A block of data
•••••

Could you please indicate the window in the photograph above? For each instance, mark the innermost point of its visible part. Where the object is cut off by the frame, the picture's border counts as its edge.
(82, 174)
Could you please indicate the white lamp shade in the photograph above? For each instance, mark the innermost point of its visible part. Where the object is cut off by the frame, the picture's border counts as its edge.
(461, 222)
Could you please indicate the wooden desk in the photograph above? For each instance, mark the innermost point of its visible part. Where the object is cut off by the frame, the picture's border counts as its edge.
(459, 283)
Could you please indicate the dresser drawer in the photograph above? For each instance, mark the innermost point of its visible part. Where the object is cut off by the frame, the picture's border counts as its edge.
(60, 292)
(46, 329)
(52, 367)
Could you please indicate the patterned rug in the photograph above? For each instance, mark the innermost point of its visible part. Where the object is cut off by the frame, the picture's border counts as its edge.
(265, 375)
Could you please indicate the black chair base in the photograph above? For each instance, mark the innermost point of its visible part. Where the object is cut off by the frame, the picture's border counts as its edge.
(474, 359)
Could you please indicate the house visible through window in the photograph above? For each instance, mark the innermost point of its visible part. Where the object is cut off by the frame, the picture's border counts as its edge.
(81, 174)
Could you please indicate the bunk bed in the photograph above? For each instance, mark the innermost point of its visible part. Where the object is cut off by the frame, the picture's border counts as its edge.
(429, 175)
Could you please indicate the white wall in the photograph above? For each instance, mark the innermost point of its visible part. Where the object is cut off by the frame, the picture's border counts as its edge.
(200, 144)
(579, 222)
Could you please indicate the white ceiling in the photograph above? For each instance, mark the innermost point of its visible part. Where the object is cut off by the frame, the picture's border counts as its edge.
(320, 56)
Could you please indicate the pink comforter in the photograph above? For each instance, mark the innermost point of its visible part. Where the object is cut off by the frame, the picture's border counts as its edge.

•••••

▶ **Work to be completed**
Quote the whole listing above, leaving nothing out.

▶ **Exercise output**
Could you please indicate the window in the photograph above? For each instance, mark the innermost point of its visible part. Where the object is cut off by the frame, the picture's border counts as its edge.
(82, 174)
Could you please indicate the white lamp shade in the photograph above? For each instance, mark the innermost point of its visible part. Where the object is cut off by the frame, the picture's border counts as its edge.
(461, 222)
Could you please indicate the wooden desk in the photograph above? For each instance, mark the innermost point of its visible part. Where the object is cut off by the frame, the picture's border counts as its edge.
(459, 283)
Could you please indicate the dresser drawer in the photograph above? For each instance, mark the innermost point of its visible part. Where the object is cut off by the frame, the picture's border counts as its edge.
(60, 292)
(46, 329)
(52, 367)
Could you please indicate the patterned rug in the photograph above? For each instance, mark the innermost point of its visible part. Where the object is cut off by the frame, the picture's border counts as its edge.
(265, 375)
Could you please indicate the black chair base in the photograph above? For each instance, mark the innermost point of its visible part. Where the object is cut off by the frame, the picture's border counts as its edge.
(474, 359)
Could you please indicate the house visible through window in the photograph above? For each instance, mark the innermost point of its visible part. Where the object is cut off by the frame, the picture's border counts as its edge.
(81, 174)
Could you please indicate the bunk bed in the photograph above? For each instance, mark the innermost point of its visible part. Where the object is cut off by the frame, the picture's border counts as its edge.
(429, 175)
Could you please indicate the white wall in the photograph above? For each instance, mark the innermost point of its visible part. Where the object is cut off by the frame, the picture's border counts as its edge.
(200, 144)
(579, 222)
Could you please indicate the white ceiling in the photograph above? For each instance, mark the innermost point of its visible part. Where the object is cut off by the frame, the picture's border counts as its edge.
(320, 56)
Could you please indicate the pink comforter in the photograph above? For each instance, mark the innermost point of its visible part. Where the object is cut off by the frame, the picture's border counts as its edge.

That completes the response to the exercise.